-- START OF Excerpted text --

Dimensionless effective mass meff/m1 as a function of ω/ω2 [10]

According to Fig. 3 it is obvious that for ω2=ω the effective mass tends to infinity.

For that value the motion of mass m1 is zero and the inertial force of the mass m2

is equal to the excitation force: 𝐹(𝑡) = 𝑚2𝑢̈2. So, the external force is eliminated with the inertia force -𝑚2𝑢̈2 through the spring k2. This is the concept of vibration absorbers.

Finally, the following is concluded:

In the acoustic mode, when ω<ω2, the effective mass meff is positive and the motions u1 and u2 are in phase. For the optical mode, when ω>ω2, the effective mass meff may be positive or negative, while the displacements u1 and u2 are 1800 out of phase. Then, the absorber works efficiently in the optical mode against the external acting on the mass m1. The excitation is absorbed with the inertial force.

-- END OF Excerpted text --

Written tasks —
1. Decide whether each statement below agrees with the vibration absorber text. For each one, answer yes or no and quote the exact words of the text that decide it.
(a) In the acoustic mode, when ω<ω2, the effective mass is positive.
(b) For ω2=ω, the effective mass tends to zero.
(c) The absorber works efficiently in the acoustic mode.
2. Reproduce word for word the part of the vibration absorber text between "is equal to" and "of vibration absorbers.", inclusive.

-- START OF Data supplied --

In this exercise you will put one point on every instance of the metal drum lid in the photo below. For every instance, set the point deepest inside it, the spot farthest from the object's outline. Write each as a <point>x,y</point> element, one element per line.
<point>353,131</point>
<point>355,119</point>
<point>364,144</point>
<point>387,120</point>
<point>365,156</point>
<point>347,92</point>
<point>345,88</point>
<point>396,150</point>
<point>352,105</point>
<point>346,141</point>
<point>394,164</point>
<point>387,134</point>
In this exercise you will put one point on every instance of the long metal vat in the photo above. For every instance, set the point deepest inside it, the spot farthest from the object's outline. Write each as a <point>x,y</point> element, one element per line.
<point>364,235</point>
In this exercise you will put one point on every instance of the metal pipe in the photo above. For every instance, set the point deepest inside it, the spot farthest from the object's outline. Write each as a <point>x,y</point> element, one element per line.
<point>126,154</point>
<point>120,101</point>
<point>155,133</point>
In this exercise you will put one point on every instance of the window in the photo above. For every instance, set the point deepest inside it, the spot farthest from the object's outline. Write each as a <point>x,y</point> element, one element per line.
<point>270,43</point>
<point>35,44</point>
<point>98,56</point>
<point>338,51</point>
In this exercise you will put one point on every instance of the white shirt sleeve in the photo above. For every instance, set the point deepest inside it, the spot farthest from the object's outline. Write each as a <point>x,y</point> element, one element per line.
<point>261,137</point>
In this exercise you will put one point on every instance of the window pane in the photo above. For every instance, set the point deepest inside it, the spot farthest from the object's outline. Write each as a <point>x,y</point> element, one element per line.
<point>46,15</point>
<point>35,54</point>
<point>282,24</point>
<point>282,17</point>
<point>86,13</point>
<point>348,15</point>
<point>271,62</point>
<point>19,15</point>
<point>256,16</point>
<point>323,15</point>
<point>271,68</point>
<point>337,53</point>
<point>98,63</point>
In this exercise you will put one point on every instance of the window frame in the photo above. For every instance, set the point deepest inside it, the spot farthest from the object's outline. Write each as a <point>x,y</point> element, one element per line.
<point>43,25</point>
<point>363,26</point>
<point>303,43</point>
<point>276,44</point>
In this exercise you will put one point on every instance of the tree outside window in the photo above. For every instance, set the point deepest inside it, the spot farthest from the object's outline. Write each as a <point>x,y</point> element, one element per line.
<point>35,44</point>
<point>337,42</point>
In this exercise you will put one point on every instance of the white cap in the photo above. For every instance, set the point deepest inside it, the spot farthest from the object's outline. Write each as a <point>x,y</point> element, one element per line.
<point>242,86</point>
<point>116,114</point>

-- END OF Data supplied --

Worked answers —
1.
(a) Yes: "In the acoustic mode, when ω<ω2, the effective mass meff is positive"
(b) No: "for ω2=ω the effective mass tends to infinity"
(c) No: "the absorber works efficiently in the optical mode"

2.
is equal to the excitation force: 𝐹(𝑡) = 𝑚2𝑢̈2. So, the external force is eliminated with the inertia force -𝑚2𝑢̈2 through the spring k2. This is the concept of vibration absorbers.